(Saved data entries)
※
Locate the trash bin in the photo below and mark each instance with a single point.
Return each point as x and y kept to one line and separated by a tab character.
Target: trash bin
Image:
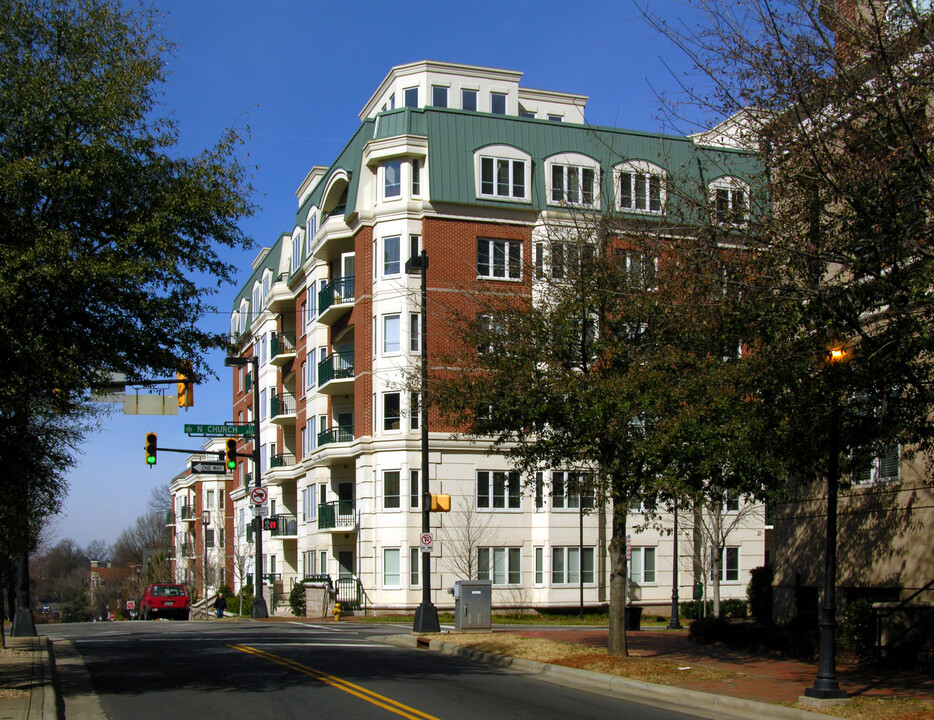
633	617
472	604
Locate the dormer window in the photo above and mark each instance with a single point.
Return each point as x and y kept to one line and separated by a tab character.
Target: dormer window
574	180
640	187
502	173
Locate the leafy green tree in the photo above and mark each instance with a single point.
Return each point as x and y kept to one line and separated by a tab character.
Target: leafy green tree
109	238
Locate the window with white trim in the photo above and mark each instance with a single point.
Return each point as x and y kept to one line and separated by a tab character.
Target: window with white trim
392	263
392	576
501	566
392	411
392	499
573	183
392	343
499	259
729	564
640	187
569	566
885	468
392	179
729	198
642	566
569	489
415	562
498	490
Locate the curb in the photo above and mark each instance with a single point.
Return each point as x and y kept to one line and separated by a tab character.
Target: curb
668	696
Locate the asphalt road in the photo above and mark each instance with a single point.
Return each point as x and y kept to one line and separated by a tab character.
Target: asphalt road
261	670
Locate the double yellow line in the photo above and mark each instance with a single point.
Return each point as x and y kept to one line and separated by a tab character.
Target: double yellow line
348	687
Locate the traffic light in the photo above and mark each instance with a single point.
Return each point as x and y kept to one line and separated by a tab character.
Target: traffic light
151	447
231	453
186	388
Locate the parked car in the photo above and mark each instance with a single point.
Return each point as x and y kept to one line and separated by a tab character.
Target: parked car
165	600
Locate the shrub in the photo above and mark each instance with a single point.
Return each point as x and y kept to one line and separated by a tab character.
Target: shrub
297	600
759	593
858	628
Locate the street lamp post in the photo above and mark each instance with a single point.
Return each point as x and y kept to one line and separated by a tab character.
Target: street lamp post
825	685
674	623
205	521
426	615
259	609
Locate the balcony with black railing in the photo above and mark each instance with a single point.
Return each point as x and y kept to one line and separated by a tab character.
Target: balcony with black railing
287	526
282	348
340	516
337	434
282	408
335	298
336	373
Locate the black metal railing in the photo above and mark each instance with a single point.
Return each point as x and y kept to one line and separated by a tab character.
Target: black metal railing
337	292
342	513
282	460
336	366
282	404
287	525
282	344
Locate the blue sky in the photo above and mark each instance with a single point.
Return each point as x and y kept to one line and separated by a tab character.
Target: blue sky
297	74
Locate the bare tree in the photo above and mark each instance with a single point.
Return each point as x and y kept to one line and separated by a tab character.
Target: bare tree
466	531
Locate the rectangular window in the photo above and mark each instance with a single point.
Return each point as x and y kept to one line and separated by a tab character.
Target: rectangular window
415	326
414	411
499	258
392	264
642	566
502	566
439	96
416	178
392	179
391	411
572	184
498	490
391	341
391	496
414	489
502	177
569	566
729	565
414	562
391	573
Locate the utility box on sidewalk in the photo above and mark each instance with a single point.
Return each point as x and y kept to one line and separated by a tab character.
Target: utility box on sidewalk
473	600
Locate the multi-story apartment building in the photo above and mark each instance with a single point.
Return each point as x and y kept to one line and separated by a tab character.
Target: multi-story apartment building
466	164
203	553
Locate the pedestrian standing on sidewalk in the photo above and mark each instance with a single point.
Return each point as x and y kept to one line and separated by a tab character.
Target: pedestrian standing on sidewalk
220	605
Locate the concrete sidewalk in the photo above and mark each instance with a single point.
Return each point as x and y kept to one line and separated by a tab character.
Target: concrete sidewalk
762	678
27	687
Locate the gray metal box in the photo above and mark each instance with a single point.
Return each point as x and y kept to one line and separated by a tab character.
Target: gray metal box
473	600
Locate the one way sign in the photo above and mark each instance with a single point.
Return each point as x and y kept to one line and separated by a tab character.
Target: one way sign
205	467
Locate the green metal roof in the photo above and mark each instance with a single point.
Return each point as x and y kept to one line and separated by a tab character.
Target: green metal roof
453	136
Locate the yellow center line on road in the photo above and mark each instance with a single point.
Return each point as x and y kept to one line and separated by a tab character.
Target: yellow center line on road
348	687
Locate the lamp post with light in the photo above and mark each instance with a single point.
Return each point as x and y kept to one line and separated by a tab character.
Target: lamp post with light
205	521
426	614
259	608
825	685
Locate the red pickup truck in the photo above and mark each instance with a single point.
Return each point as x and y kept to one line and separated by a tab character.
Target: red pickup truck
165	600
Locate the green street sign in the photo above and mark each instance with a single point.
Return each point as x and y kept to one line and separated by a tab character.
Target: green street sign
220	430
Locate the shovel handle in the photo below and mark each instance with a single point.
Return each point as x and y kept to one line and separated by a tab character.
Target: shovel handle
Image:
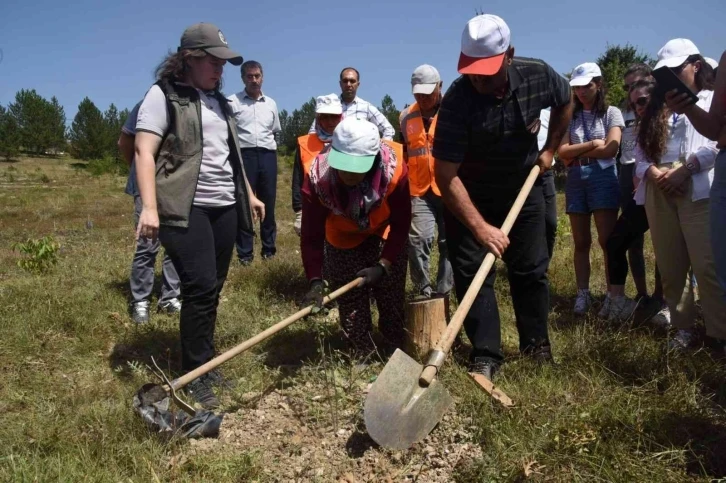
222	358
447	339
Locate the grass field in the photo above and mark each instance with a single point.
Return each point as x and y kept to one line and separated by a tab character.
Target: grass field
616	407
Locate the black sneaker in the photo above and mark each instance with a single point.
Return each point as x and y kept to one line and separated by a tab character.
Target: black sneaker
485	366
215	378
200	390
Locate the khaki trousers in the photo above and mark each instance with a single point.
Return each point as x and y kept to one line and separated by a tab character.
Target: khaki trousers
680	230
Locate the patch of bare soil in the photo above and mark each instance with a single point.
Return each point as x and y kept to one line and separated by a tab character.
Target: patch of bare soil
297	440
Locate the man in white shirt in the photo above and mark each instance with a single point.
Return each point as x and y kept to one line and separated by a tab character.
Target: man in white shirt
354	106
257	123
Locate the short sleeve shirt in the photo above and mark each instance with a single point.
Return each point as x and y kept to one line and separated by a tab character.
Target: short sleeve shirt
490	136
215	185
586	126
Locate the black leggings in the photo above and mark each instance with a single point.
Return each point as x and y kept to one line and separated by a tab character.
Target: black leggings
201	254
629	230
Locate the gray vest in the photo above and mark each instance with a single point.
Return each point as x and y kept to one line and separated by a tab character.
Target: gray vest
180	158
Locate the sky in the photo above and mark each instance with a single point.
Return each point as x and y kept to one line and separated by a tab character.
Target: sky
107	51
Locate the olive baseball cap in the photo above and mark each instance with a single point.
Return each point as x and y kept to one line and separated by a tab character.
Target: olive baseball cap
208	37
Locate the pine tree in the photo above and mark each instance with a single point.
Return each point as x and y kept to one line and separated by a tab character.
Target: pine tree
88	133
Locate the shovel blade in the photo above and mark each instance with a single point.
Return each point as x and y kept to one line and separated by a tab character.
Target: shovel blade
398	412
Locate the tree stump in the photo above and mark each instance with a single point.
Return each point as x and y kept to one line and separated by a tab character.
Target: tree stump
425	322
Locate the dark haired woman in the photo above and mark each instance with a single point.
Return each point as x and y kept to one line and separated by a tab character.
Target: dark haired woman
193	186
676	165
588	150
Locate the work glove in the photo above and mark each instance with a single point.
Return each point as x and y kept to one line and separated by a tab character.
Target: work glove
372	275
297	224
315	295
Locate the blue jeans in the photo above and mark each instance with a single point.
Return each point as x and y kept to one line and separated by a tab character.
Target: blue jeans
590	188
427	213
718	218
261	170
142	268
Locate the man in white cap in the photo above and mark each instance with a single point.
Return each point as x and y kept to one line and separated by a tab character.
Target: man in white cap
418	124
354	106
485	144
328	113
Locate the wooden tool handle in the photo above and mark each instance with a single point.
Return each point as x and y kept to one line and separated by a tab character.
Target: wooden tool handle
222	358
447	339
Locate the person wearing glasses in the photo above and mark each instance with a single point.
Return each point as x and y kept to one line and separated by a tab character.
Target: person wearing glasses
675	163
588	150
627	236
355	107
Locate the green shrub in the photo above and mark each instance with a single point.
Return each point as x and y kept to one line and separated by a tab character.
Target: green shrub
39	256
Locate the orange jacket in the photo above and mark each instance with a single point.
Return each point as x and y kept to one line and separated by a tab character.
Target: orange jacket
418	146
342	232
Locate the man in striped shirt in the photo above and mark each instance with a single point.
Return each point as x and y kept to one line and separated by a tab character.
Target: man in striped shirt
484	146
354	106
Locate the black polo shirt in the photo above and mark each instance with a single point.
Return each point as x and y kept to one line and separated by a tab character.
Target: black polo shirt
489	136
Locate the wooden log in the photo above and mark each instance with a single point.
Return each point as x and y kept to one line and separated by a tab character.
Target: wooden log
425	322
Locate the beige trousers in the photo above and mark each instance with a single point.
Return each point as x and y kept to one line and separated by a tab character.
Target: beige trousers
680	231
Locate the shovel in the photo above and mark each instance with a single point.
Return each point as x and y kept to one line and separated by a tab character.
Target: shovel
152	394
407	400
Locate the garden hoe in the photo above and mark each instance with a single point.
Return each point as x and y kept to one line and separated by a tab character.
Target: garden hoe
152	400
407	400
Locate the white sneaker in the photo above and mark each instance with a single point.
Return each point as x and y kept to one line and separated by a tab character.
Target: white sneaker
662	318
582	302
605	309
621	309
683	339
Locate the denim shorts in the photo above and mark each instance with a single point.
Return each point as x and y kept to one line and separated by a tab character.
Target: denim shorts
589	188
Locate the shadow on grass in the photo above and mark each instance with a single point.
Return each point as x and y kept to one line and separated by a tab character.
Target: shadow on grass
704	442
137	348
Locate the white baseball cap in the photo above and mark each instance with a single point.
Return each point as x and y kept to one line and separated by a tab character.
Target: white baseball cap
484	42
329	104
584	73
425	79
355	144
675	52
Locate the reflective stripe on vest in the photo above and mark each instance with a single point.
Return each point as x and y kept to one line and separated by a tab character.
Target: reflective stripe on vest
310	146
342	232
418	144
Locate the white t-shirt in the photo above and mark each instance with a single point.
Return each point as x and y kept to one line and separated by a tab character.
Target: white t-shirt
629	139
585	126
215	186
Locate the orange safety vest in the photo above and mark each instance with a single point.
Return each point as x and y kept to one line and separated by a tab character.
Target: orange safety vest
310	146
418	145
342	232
※
* **TASK TO COMPLETE**:
Recast the lines of the records as a numbered list, starting with the line that contains "Locate the white t-shirt" and going on through the final line of the records. Omit any blank lines.

* **EXERCISE ANSWER**:
1. Locate the white t-shirt in the photo above and mark each instance with a single point.
2. Return each point as x and y kept to one line and separated by a tab character.
3. Target: white t-shirt
4. 629	139
5. 585	126
6. 215	186
7. Locate the orange safety vest in the photo above and mark each instance with a single point.
8. Return each point as x and y kept to one line and separated by a tab character.
9. Target: orange safety vest
10. 310	146
11. 418	145
12. 342	232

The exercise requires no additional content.